::: READING TEXT :::

Hi- This is a request about a little boy who is almost six years of age, who can write 12 out of 26 letters when he uses his strong interest of Harry Potter, (eg writing Harry & Malfoy) however when writing the alphabet from memory he he can only really write 10 letters, and of these they are mixed between capital and lower case. The letters are not written in correct sequence. It was also noted that this boy has difficulties with attention and overall gross motor skills, immature drawing and social skills.
This boy will not get ongoing GSE help, probably will only get about four visits from a therapist, there is however a RTLB to work in with, mum is supportive, however no teacher aide.
Following is what I recommended off the top of my head to the therapist who requested some assistance. Next week I will resubmitt this posting and add my reasoing behind each suggestion.
Hi, Hmmmmmm, your 6 year old boy. Needs a structured program. Try and use the teachers program first if she has one, however if your feel that it is a bit hap hazard. Suggest her using a commercial one for her class. Possibly if you show her a range she and you could discuss them....pull the RTLB in as well see what she uses with kids.........and choose one that mets her way of teaching.

::: SOURCE MATERIAL :::

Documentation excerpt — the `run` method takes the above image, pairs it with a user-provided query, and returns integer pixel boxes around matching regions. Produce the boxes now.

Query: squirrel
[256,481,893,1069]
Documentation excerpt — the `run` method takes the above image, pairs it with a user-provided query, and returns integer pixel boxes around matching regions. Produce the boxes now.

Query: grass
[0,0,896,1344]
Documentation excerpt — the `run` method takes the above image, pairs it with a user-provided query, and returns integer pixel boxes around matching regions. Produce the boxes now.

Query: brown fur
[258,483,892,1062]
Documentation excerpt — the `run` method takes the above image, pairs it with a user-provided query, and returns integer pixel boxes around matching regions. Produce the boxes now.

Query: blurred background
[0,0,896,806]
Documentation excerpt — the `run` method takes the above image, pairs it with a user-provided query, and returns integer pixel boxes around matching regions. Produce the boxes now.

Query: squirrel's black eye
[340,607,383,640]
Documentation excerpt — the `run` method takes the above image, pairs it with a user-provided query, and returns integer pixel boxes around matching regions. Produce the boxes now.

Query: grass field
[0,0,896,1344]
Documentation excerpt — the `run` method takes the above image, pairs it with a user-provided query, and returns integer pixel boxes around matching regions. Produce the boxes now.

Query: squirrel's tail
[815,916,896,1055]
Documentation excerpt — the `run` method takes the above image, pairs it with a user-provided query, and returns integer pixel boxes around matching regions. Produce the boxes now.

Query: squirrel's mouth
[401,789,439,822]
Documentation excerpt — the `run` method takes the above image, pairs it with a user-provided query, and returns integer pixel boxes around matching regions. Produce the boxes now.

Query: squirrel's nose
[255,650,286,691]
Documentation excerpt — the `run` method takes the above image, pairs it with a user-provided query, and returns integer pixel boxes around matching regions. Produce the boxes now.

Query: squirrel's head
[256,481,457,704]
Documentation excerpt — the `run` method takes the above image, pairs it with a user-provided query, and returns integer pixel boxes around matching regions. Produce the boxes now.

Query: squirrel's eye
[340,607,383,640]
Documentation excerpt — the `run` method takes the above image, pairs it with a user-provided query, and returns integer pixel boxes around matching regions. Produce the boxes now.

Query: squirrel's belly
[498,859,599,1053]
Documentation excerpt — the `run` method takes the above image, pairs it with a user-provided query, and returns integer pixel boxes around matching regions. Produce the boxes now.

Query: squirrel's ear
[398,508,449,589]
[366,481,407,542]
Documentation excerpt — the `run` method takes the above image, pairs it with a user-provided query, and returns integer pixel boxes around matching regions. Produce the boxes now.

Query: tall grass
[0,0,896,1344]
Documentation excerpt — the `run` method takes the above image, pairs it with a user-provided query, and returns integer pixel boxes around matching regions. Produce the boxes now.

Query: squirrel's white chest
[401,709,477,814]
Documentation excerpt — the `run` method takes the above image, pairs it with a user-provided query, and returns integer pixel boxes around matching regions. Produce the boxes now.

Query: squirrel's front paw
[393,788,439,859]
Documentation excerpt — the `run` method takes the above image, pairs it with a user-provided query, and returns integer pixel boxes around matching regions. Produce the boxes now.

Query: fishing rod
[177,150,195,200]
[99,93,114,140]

:::

[TASKS TO COMPLETE]
(A) In the post about the boy's writing, what items does the sentence beginning "It was also noted" list after the word "has"?
(B) Could you copy everything in the post about the boy's writing from "Hi- This is" down to "no teacher aide."?

[RESULTS BY TASK]
(A)
- Difficulties with attention
- Overall gross motor skills
- Immature drawing
- Social skills

(B)
Hi- This is a request about a little boy who is almost six years of age, who can write 12 out of 26 letters when he uses his strong interest of Harry Potter, (eg writing Harry & Malfoy) however when writing the alphabet from memory he he can only really write 10 letters, and of these they are mixed between capital and lower case. The letters are not written in correct sequence. It was also noted that this boy has difficulties with attention and overall gross motor skills, immature drawing and social skills.
This boy will not get ongoing GSE help, probably will only get about four visits from a therapist, there is however a RTLB to work in with, mum is supportive, however no teacher aide.